[START OF The records]

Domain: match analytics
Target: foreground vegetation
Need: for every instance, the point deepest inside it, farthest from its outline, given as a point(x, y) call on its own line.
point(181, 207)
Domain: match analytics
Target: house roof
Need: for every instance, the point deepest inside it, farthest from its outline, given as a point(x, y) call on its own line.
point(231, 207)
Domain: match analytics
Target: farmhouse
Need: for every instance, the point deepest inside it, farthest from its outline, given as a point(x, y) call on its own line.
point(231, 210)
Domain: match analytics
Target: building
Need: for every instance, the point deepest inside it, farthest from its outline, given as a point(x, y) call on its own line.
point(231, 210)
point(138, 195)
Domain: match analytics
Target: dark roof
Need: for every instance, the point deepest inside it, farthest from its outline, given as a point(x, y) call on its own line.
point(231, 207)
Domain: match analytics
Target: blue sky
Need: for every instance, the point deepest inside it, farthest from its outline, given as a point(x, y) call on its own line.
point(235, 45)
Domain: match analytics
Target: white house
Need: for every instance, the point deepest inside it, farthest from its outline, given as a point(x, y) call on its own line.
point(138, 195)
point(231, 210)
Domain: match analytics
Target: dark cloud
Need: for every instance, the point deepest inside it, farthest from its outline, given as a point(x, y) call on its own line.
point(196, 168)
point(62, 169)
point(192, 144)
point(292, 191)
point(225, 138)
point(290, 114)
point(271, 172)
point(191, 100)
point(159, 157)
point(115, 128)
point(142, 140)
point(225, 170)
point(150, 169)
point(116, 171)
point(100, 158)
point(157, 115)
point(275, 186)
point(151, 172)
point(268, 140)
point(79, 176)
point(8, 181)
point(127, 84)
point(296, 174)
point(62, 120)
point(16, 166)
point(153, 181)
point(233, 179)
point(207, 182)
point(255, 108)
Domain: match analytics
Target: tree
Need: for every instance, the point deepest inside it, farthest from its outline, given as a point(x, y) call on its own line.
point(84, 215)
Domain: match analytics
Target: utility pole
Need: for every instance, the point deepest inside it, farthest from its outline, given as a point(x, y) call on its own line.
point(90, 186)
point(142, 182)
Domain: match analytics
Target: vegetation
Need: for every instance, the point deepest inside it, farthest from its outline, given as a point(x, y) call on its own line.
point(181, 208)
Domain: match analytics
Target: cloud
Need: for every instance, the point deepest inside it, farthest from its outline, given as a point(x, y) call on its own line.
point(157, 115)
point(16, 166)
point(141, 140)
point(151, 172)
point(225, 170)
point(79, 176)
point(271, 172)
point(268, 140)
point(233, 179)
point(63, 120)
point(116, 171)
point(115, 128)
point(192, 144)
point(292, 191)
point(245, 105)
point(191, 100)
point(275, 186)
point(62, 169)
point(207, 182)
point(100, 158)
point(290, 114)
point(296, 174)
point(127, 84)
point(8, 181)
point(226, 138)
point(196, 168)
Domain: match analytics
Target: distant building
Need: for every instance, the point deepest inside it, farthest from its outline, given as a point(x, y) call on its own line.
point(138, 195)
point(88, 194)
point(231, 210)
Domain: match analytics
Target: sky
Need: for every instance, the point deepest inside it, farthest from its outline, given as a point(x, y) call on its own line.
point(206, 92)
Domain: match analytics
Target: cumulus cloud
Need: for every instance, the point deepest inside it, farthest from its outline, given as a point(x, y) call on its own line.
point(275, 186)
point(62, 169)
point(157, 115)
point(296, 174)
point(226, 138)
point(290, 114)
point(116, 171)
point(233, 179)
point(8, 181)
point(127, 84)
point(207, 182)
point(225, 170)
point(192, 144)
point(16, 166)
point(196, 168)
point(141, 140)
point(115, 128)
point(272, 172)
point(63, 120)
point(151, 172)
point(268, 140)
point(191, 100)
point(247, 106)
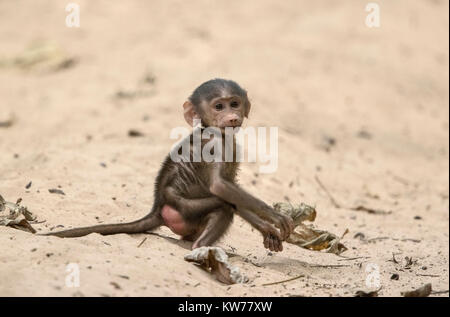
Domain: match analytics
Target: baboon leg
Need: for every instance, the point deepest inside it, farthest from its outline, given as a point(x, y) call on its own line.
point(215, 226)
point(192, 208)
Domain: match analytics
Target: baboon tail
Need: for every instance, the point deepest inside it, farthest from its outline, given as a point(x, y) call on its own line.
point(149, 222)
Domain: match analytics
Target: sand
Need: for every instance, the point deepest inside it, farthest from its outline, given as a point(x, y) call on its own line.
point(363, 109)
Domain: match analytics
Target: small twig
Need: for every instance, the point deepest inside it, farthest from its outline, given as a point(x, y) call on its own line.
point(378, 238)
point(330, 265)
point(429, 275)
point(333, 201)
point(439, 292)
point(355, 258)
point(284, 281)
point(142, 242)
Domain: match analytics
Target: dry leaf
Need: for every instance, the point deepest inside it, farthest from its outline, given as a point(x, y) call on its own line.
point(307, 236)
point(18, 217)
point(423, 291)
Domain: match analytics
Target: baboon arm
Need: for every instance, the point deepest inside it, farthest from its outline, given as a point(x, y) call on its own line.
point(235, 195)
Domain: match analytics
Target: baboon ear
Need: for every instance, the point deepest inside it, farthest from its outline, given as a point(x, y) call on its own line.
point(247, 108)
point(189, 112)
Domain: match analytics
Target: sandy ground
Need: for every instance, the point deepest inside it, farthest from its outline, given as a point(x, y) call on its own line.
point(363, 109)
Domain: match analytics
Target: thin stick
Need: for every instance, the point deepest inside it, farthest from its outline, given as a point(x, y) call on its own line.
point(355, 258)
point(439, 292)
point(429, 275)
point(284, 281)
point(333, 201)
point(142, 242)
point(330, 265)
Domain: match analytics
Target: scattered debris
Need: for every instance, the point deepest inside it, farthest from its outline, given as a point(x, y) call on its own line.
point(439, 292)
point(19, 217)
point(423, 291)
point(115, 285)
point(284, 281)
point(135, 133)
point(142, 242)
point(370, 210)
point(42, 56)
point(367, 294)
point(56, 191)
point(363, 134)
point(215, 260)
point(306, 236)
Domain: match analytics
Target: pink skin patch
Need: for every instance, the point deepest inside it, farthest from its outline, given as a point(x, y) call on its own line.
point(174, 221)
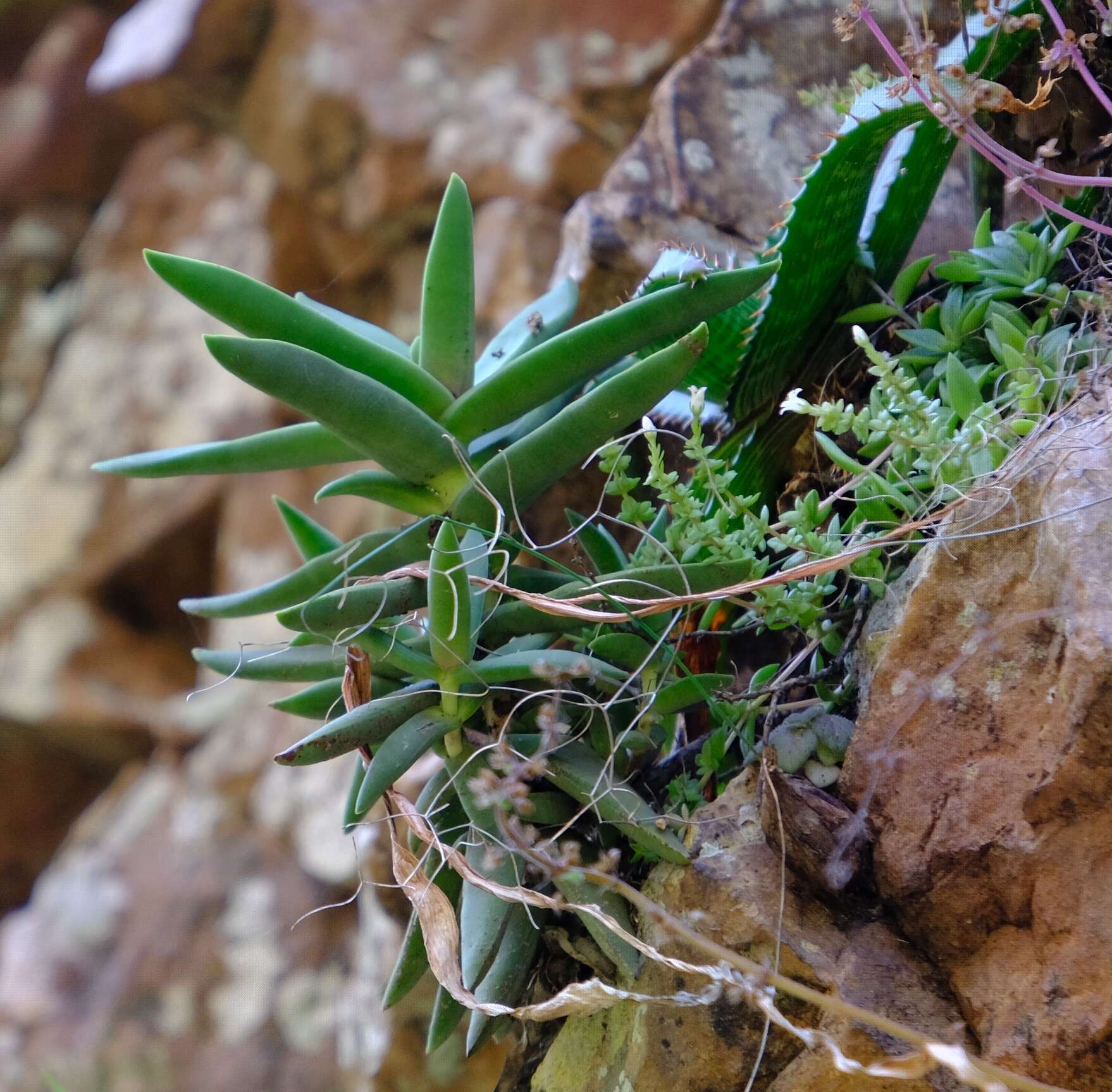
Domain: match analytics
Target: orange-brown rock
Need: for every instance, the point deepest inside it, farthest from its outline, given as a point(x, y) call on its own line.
point(732, 895)
point(983, 754)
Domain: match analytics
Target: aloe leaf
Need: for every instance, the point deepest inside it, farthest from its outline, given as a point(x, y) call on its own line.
point(317, 702)
point(578, 889)
point(597, 543)
point(288, 449)
point(366, 414)
point(368, 555)
point(398, 752)
point(355, 607)
point(450, 602)
point(358, 326)
point(447, 309)
point(534, 325)
point(688, 692)
point(386, 488)
point(259, 311)
point(510, 972)
point(519, 474)
point(307, 535)
point(309, 664)
point(447, 1012)
point(576, 770)
point(366, 725)
point(572, 357)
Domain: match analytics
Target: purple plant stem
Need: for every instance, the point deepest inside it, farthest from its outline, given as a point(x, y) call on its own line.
point(985, 146)
point(1079, 60)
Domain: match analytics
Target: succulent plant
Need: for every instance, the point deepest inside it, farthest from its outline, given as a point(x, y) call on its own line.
point(463, 440)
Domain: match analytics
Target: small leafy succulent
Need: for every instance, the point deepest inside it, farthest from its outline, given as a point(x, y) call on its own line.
point(463, 440)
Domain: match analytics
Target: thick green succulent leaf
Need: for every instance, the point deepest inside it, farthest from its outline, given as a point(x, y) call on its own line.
point(510, 972)
point(688, 692)
point(450, 602)
point(597, 543)
point(307, 535)
point(366, 414)
point(353, 609)
point(288, 449)
point(259, 311)
point(358, 326)
point(350, 820)
point(534, 325)
point(386, 488)
point(573, 357)
point(447, 1012)
point(576, 889)
point(366, 725)
point(447, 309)
point(400, 751)
point(519, 474)
point(576, 770)
point(482, 915)
point(626, 650)
point(318, 702)
point(308, 664)
point(548, 664)
point(368, 555)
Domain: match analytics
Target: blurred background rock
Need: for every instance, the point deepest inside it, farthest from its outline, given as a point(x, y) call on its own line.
point(155, 864)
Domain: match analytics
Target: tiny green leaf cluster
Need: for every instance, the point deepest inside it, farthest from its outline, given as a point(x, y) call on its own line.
point(535, 726)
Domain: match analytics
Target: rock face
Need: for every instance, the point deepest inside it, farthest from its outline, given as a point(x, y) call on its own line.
point(984, 757)
point(732, 893)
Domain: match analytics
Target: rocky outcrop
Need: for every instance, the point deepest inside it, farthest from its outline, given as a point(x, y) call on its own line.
point(732, 893)
point(984, 757)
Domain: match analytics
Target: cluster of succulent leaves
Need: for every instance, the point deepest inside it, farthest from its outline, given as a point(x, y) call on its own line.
point(542, 720)
point(463, 440)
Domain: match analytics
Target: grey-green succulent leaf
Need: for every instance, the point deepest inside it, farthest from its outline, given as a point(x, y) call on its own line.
point(259, 311)
point(288, 449)
point(362, 412)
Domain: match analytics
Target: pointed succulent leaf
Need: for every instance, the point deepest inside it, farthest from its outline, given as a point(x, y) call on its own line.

[END OF The records]

**Goal:**
Quote the lines above word for word, from the very first line through the line holding "point(84, 215)", with both ends included.

**The result:**
Domain: match analytics
Target: foreground vegetation
Need: for every instance, the point deepest inside it, farthest from its outline, given as a point(x, y) call on its own line.
point(181, 207)
Domain: match analytics
Target: house roof
Need: for every instance, the point deepest inside it, farthest from its outline, given as a point(x, y) call on its own line.
point(231, 207)
Domain: match analytics
Target: farmhouse
Need: for every instance, the point deepest inside it, farthest from its outline, given as a point(x, y) call on its own line.
point(231, 210)
Domain: match analytics
Target: building
Need: for every instance, the point deepest inside it, farthest from its outline, given as a point(x, y) call on its own line.
point(231, 210)
point(138, 195)
Domain: match analytics
Target: dark roof
Need: for every instance, the point deepest inside it, farthest from its outline, given as a point(x, y) call on its own line.
point(231, 207)
Domain: match analytics
Target: blue sky
Need: for every instance, the point deepest inside it, farthest from its outline, given as a point(x, y) call on its own line.
point(235, 45)
Domain: match analytics
Target: white house
Need: for every instance, the point deepest inside it, farthest from its outline, given as a point(x, y) call on its own line.
point(138, 195)
point(231, 210)
Domain: match analytics
Target: dark cloud
Need: for every instance, the point deepest inside it, farthest from its outline, given as a point(x, y) call on its own line.
point(196, 168)
point(62, 169)
point(192, 144)
point(292, 191)
point(225, 138)
point(290, 114)
point(271, 172)
point(191, 100)
point(159, 157)
point(115, 128)
point(142, 140)
point(225, 170)
point(150, 169)
point(116, 171)
point(100, 158)
point(157, 115)
point(275, 186)
point(151, 172)
point(268, 140)
point(79, 176)
point(8, 181)
point(127, 84)
point(296, 174)
point(62, 120)
point(16, 166)
point(153, 181)
point(233, 179)
point(207, 182)
point(255, 108)
Domain: match analytics
Target: tree
Need: for every instance, the point deepest inside it, farthest from its outline, given as a point(x, y) call on its own line.
point(84, 215)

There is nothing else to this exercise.